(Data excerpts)
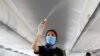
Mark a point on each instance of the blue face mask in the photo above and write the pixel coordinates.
(50, 40)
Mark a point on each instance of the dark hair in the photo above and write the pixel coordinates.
(52, 31)
(88, 54)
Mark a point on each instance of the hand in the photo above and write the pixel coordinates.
(41, 26)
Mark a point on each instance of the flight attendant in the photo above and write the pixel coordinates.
(49, 49)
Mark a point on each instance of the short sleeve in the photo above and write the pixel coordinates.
(41, 49)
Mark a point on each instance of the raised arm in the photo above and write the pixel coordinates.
(39, 32)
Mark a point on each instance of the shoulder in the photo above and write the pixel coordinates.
(58, 49)
(59, 52)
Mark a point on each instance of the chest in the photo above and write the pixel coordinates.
(49, 53)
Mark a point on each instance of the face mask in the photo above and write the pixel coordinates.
(50, 40)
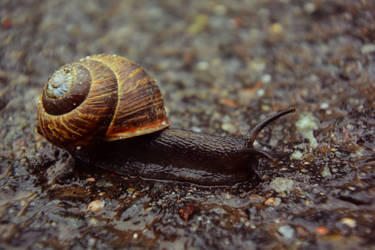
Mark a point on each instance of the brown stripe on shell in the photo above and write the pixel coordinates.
(77, 93)
(140, 109)
(98, 109)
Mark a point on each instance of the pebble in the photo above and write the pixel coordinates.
(306, 125)
(280, 184)
(349, 222)
(368, 48)
(273, 202)
(296, 155)
(326, 172)
(95, 206)
(286, 231)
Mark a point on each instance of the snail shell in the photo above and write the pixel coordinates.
(99, 97)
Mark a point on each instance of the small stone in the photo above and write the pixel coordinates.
(349, 222)
(90, 179)
(321, 230)
(326, 172)
(273, 202)
(286, 231)
(186, 212)
(309, 7)
(95, 206)
(324, 105)
(276, 28)
(280, 184)
(296, 155)
(306, 125)
(368, 48)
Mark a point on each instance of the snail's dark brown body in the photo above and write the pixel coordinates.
(174, 154)
(128, 133)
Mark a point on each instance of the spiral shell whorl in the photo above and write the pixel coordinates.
(104, 96)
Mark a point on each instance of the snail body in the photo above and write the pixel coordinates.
(129, 134)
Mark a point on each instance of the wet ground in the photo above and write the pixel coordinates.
(222, 66)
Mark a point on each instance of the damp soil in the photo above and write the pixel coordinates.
(222, 67)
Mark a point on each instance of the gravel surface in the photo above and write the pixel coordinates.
(222, 67)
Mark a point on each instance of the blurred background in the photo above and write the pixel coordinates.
(222, 66)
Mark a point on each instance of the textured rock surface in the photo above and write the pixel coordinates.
(222, 67)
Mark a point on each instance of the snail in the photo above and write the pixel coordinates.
(108, 112)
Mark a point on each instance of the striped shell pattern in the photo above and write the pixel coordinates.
(99, 97)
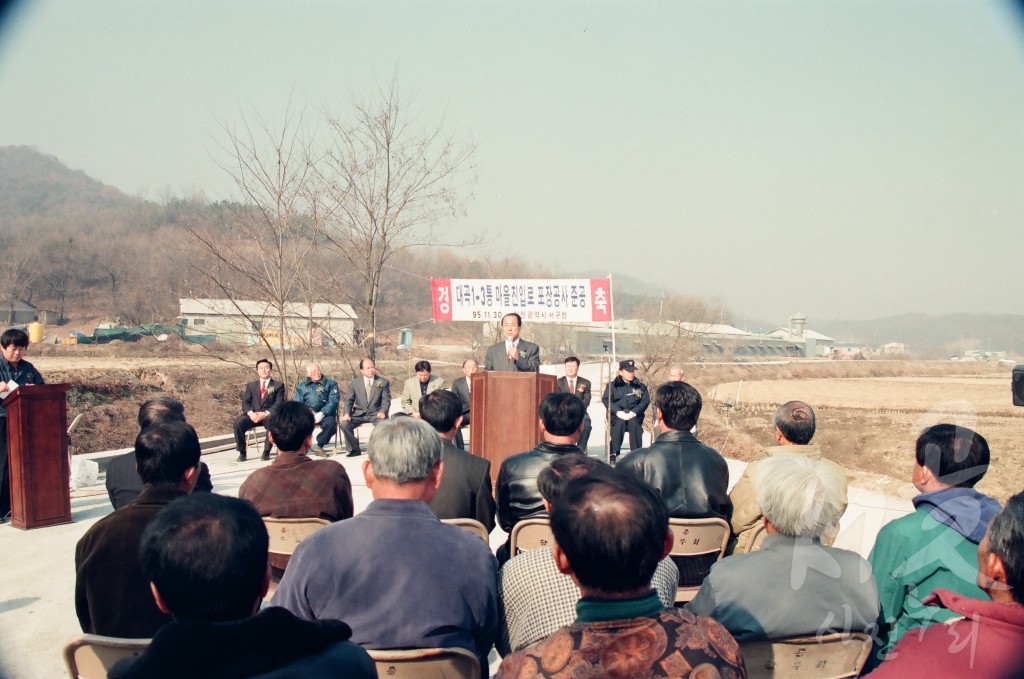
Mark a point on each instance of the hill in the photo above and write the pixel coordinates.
(34, 184)
(949, 334)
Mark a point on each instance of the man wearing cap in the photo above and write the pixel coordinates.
(512, 354)
(627, 399)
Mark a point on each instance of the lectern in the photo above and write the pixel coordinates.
(504, 410)
(37, 454)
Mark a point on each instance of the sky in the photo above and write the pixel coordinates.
(846, 160)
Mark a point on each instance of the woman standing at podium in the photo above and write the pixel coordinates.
(13, 344)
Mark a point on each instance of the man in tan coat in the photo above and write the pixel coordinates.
(794, 429)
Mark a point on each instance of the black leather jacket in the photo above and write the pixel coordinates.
(692, 477)
(518, 497)
(631, 396)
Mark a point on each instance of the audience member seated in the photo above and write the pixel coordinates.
(561, 422)
(795, 586)
(985, 638)
(536, 598)
(610, 533)
(465, 491)
(419, 386)
(123, 481)
(398, 576)
(112, 593)
(296, 485)
(258, 398)
(794, 424)
(321, 394)
(368, 400)
(462, 387)
(937, 545)
(206, 557)
(692, 477)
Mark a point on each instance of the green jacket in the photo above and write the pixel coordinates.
(913, 556)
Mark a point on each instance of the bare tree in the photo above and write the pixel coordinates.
(391, 185)
(262, 248)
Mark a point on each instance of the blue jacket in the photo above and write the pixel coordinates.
(322, 396)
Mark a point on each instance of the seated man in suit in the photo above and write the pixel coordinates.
(321, 394)
(795, 586)
(112, 594)
(513, 354)
(123, 481)
(572, 383)
(258, 398)
(206, 558)
(295, 485)
(465, 490)
(369, 399)
(461, 387)
(419, 386)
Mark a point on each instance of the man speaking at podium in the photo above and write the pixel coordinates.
(514, 354)
(13, 342)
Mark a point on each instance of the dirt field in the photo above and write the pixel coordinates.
(869, 413)
(870, 424)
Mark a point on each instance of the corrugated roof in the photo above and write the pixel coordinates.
(250, 308)
(808, 334)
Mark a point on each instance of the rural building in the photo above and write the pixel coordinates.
(711, 341)
(813, 343)
(16, 312)
(242, 322)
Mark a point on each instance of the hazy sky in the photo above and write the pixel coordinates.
(849, 160)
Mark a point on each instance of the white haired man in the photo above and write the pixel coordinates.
(398, 576)
(795, 585)
(794, 428)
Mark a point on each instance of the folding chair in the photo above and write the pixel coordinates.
(698, 543)
(472, 525)
(530, 534)
(253, 440)
(286, 534)
(426, 664)
(91, 655)
(825, 656)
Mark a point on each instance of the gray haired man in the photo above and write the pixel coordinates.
(369, 569)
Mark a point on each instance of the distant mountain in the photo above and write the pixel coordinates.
(950, 333)
(34, 184)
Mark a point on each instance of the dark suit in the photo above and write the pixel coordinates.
(364, 408)
(465, 491)
(112, 592)
(124, 483)
(498, 359)
(582, 392)
(251, 400)
(412, 392)
(461, 388)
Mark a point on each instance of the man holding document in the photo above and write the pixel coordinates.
(13, 373)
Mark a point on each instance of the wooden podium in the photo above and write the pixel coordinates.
(504, 408)
(37, 456)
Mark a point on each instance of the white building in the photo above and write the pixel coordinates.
(243, 322)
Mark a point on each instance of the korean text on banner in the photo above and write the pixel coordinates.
(537, 300)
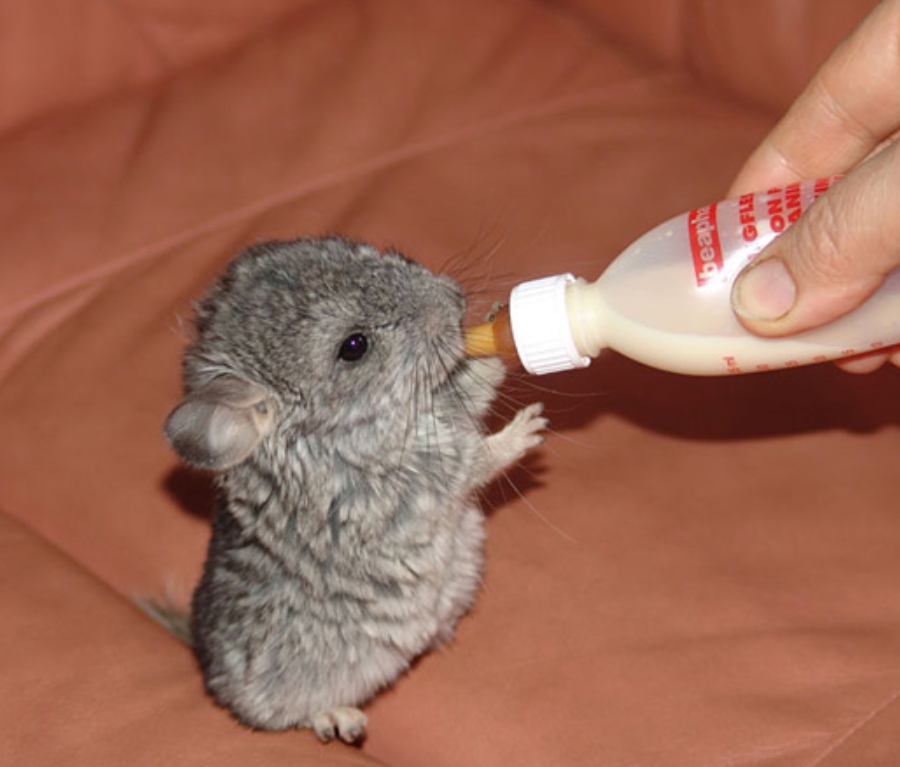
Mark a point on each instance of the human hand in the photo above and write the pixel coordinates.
(838, 253)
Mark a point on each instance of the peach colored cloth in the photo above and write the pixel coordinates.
(691, 573)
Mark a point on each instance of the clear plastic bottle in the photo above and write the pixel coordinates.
(666, 301)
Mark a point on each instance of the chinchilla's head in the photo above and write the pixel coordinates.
(313, 336)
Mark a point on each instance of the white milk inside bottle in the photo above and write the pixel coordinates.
(665, 301)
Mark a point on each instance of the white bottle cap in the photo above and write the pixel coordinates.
(540, 326)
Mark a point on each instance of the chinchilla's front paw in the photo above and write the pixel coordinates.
(519, 435)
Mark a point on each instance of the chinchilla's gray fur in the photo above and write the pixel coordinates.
(345, 540)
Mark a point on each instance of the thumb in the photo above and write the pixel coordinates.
(832, 259)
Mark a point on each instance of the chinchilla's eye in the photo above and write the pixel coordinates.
(353, 348)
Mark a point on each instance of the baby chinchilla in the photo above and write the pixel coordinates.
(329, 391)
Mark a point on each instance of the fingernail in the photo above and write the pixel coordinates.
(765, 291)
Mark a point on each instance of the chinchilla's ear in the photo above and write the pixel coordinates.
(220, 423)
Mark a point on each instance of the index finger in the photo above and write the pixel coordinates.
(851, 106)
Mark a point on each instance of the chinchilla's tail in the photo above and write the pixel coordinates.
(176, 620)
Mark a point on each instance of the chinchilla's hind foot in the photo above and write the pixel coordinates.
(344, 722)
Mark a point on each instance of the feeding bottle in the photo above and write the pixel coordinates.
(666, 301)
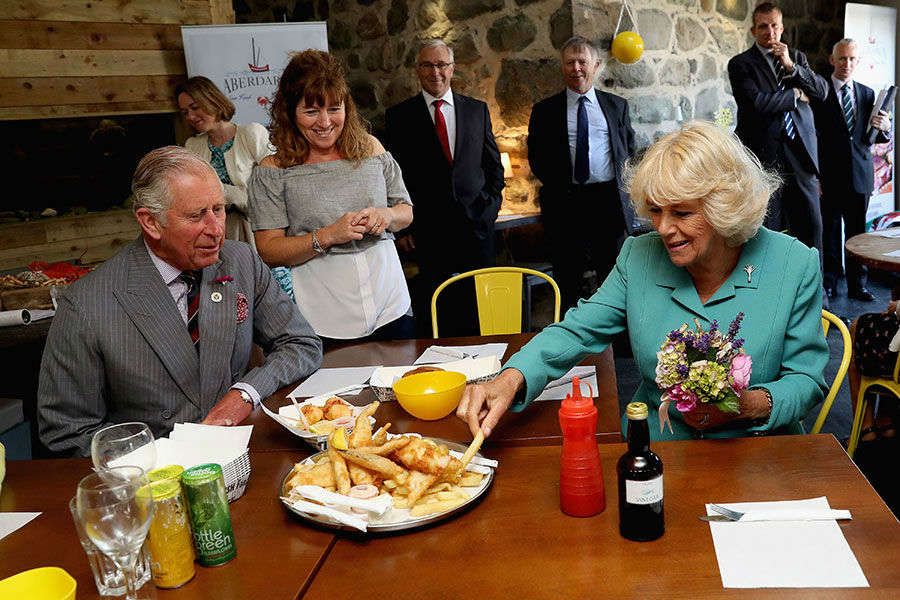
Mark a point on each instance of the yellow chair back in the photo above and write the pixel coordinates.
(498, 292)
(830, 319)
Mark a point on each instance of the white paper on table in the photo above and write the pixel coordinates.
(558, 388)
(325, 380)
(434, 355)
(784, 554)
(10, 522)
(893, 232)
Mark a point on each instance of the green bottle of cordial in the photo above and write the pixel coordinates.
(204, 487)
(640, 481)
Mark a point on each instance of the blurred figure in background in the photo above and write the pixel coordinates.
(326, 204)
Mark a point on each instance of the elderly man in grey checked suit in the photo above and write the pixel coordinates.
(162, 332)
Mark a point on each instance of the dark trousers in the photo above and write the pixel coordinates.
(850, 207)
(582, 231)
(796, 205)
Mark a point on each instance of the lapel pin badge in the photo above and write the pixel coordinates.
(749, 269)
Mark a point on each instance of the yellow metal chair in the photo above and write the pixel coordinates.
(498, 291)
(829, 319)
(865, 382)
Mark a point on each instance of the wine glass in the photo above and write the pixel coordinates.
(115, 506)
(124, 444)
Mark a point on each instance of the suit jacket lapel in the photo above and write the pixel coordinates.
(153, 311)
(217, 324)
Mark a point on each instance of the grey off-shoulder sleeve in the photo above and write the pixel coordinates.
(393, 181)
(266, 195)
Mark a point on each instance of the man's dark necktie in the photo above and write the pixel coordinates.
(192, 279)
(441, 126)
(779, 76)
(847, 106)
(582, 166)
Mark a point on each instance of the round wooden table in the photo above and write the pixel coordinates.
(870, 250)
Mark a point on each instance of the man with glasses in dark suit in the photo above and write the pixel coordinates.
(162, 332)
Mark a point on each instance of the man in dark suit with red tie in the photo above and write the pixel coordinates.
(445, 146)
(772, 86)
(578, 142)
(842, 121)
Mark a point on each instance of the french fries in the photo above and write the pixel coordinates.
(418, 474)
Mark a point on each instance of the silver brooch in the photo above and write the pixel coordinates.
(749, 270)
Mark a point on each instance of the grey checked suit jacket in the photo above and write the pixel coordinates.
(119, 351)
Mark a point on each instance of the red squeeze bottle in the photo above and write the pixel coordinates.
(581, 490)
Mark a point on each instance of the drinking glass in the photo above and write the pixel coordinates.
(124, 444)
(108, 577)
(115, 506)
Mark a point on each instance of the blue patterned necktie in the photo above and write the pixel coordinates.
(779, 76)
(847, 106)
(582, 168)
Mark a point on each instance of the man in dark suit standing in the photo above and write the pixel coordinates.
(445, 146)
(162, 331)
(848, 180)
(772, 85)
(578, 142)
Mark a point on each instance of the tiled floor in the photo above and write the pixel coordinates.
(876, 460)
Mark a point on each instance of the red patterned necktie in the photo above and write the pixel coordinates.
(192, 280)
(441, 128)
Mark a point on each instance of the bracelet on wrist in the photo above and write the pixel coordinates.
(317, 247)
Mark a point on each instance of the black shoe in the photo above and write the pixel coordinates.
(861, 294)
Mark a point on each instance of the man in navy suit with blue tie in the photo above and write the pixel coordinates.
(772, 86)
(578, 142)
(848, 180)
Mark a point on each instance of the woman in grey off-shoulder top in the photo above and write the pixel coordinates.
(326, 205)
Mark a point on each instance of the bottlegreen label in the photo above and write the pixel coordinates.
(204, 487)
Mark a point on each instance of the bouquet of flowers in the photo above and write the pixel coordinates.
(702, 366)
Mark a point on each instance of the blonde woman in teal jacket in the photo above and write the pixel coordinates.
(708, 259)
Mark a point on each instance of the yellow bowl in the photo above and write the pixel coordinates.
(44, 583)
(430, 396)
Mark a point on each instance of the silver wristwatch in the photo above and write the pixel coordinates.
(317, 247)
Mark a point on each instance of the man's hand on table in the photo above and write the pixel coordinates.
(230, 410)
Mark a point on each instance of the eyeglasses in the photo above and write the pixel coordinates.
(438, 66)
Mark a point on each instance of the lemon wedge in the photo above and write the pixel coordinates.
(339, 439)
(322, 427)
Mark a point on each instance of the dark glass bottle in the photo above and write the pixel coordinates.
(640, 481)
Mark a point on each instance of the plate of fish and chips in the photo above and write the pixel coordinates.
(419, 480)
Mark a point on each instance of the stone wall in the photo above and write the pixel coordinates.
(507, 54)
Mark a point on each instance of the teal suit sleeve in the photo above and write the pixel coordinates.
(587, 329)
(801, 384)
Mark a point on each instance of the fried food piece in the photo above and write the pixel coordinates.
(337, 409)
(321, 474)
(362, 431)
(419, 455)
(379, 464)
(380, 436)
(313, 413)
(389, 446)
(341, 474)
(363, 476)
(417, 483)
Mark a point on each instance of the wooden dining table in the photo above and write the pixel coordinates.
(512, 542)
(537, 424)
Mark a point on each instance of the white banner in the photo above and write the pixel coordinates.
(875, 30)
(246, 61)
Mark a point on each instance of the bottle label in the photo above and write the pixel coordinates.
(643, 492)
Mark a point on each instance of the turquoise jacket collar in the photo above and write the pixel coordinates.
(753, 259)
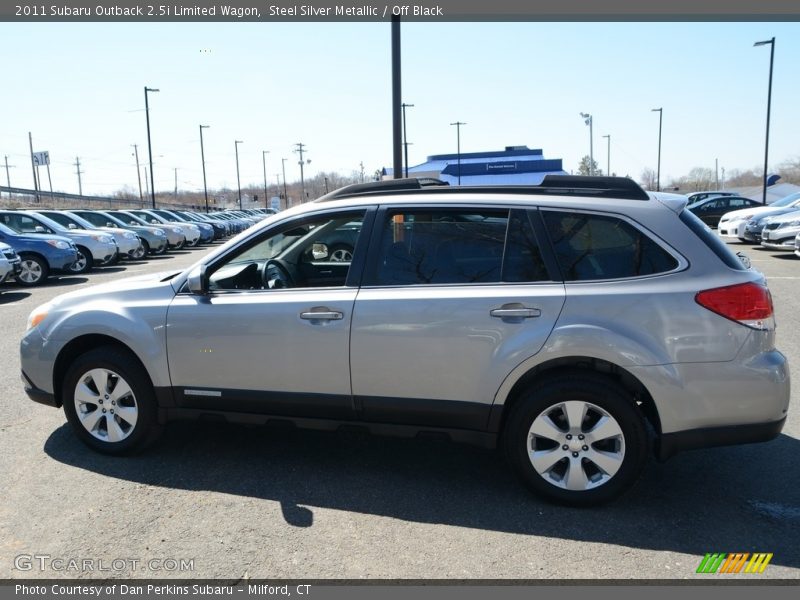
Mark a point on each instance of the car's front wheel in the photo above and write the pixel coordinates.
(109, 401)
(84, 262)
(577, 439)
(34, 270)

Exercise: Retype only the lines from the one with "Mark a point on each instance of the wooden dining" through the final line of the entries, please, and keep the pictures out.

Solution to this exercise:
Mark a point on each instance of the wooden dining table in the photo above and write the pixel coordinates.
(512, 542)
(537, 424)
Mark a point on each instance of the white banner in the photo above and write the pixel coordinates.
(875, 30)
(246, 61)
Mark a point on each instance of the bottle label in the photo above and write the pixel coordinates.
(643, 492)
Mark a point on each instance of the turquoise jacket collar in the photo above and write the pixel coordinates.
(753, 259)
Mark a point on each instance of the car's front wheel in the photo above and write the pixel coordinates.
(109, 401)
(84, 262)
(577, 439)
(34, 270)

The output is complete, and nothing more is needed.